=== Your instructions ===
Reproduce the stretch of rows from the line containing "the black sedan" through the end of the rows, requests included and unchanged. Scale every x and y coordinate in the answers by 1.9 and round each to the nearest whole number, with halves rounded up.

[Excerpts from a point labeling dataset]
╔══

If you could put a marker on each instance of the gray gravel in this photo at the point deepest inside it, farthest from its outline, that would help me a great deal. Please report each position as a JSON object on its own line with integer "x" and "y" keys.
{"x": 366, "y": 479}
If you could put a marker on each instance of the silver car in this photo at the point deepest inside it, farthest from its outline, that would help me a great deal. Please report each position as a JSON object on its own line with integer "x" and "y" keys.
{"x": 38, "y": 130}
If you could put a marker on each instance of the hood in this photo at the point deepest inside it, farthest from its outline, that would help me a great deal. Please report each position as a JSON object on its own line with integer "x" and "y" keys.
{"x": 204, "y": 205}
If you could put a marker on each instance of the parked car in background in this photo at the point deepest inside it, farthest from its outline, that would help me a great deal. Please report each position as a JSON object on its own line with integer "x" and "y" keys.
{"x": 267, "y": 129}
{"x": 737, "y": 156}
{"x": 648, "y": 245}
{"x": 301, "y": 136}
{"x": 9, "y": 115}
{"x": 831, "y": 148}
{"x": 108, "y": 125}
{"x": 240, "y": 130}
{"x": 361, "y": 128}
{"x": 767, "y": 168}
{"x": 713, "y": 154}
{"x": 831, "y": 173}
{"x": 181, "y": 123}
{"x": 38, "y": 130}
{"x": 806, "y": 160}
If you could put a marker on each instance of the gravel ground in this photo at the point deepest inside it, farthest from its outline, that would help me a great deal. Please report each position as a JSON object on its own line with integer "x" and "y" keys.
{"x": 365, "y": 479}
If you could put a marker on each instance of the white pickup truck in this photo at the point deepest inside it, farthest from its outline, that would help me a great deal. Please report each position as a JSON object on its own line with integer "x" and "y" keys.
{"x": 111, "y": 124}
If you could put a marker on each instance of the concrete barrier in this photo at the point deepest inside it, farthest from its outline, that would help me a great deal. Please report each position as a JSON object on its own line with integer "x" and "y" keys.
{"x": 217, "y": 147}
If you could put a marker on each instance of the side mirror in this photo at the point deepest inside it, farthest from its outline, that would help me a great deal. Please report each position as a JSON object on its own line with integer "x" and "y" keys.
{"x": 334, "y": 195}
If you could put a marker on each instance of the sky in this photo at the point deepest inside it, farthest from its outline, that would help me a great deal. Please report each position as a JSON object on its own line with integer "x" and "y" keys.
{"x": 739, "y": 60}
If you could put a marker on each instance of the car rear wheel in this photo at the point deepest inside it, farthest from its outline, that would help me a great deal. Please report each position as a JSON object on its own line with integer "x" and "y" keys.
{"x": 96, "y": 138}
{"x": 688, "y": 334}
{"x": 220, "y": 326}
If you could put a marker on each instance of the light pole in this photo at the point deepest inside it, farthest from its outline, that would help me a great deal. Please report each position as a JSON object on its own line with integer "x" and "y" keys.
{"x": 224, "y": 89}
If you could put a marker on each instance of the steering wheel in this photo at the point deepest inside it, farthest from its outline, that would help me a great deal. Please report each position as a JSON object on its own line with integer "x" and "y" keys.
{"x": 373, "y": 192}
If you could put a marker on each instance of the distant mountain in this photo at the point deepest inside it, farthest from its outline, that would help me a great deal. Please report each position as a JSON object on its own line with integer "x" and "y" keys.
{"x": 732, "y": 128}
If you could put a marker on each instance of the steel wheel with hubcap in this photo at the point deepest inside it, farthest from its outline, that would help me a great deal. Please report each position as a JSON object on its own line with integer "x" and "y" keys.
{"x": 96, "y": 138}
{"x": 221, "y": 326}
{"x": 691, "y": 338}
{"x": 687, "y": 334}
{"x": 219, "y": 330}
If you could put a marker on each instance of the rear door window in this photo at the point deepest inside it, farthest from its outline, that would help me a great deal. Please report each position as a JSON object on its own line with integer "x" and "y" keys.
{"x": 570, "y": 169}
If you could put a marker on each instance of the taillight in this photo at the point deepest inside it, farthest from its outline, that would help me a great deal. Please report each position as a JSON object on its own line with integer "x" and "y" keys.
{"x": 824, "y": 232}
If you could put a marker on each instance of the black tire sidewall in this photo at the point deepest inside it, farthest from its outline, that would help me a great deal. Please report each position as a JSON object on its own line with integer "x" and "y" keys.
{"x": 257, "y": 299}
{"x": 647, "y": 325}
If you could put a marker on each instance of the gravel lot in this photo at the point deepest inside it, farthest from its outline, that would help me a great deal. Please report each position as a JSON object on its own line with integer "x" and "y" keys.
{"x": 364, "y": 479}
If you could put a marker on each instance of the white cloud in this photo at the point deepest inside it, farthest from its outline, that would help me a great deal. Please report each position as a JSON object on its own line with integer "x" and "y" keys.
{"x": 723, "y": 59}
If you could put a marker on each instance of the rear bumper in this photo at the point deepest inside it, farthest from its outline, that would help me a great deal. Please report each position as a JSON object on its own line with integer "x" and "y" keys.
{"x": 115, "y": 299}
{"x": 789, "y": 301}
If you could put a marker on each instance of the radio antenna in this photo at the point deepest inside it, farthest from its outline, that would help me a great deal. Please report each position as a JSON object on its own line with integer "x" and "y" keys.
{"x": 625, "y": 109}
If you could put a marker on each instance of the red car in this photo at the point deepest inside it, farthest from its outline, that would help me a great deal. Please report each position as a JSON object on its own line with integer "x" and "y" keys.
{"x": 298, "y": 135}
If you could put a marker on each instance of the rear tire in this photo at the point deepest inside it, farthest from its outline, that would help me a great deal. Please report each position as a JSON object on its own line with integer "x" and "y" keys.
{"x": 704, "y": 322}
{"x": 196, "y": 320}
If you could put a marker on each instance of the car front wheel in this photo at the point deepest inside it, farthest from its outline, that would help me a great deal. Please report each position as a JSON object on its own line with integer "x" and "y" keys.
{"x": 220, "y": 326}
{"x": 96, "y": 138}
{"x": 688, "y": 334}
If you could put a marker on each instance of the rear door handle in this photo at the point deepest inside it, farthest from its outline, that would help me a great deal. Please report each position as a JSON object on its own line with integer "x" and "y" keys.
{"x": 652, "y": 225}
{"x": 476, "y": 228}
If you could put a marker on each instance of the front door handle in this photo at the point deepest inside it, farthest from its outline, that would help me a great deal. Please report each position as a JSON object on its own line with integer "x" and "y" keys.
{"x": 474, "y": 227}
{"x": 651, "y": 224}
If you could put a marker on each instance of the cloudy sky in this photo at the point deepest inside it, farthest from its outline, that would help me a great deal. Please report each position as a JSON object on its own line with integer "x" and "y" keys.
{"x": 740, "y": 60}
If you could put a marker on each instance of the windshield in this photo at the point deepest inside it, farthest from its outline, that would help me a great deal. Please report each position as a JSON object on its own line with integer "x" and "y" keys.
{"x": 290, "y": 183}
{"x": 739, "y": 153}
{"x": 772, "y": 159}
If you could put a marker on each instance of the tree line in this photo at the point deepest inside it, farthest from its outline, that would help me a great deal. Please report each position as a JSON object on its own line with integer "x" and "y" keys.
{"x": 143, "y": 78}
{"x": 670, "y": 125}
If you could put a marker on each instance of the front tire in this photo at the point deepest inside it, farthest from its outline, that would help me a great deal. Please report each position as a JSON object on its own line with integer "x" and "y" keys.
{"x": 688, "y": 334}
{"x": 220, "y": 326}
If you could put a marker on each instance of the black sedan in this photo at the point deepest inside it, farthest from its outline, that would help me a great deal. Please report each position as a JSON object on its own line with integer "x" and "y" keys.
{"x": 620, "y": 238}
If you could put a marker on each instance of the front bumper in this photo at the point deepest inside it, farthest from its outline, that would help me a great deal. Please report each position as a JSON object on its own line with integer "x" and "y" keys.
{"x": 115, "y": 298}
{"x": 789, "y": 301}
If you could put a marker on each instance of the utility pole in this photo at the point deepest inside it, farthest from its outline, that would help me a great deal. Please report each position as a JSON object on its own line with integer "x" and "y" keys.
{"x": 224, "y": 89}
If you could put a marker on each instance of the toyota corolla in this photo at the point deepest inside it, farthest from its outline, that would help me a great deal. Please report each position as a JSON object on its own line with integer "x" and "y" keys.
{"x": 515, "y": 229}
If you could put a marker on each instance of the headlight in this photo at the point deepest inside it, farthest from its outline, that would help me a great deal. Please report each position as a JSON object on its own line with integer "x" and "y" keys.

╚══

=== Problem solution ===
If you could put a marker on each instance of the black sedan in this photo at the point deepest inside it, farthest from its outline, that would help me a great deal. Please report each position as a JSON object on its own line with integer "x" and "y" keys.
{"x": 1178, "y": 452}
If you could put a marker on each instance of the front bumper in this photo at the point deepest inside it, farthest from its outline, that would help me a great deal. Please report each position as a JSON object on its own line with integer "x" and "y" keys.
{"x": 219, "y": 566}
{"x": 1499, "y": 572}
If you could put a marker on each instance of the utility pole in this photo at the point deepest inside it, farthest from its outline, that would help me a great deal. Please report each position as a JSON object on its own line with integer "x" and "y" keys.
{"x": 426, "y": 169}
If you could put a marker on each instance of the toyota corolla in this photo at the point deepest inside it, farthest from its outline, that would help me a great deal. Please report each position as a JSON object on its own line with integer "x" and "y" keys.
{"x": 979, "y": 435}
If you could put a marker on each instance of the headlight in this photo at the point deepest inside it, farthest from its outline, that would help me a great deal. Please report each position as a JSON object on its own line with integer "x" and "y" keys.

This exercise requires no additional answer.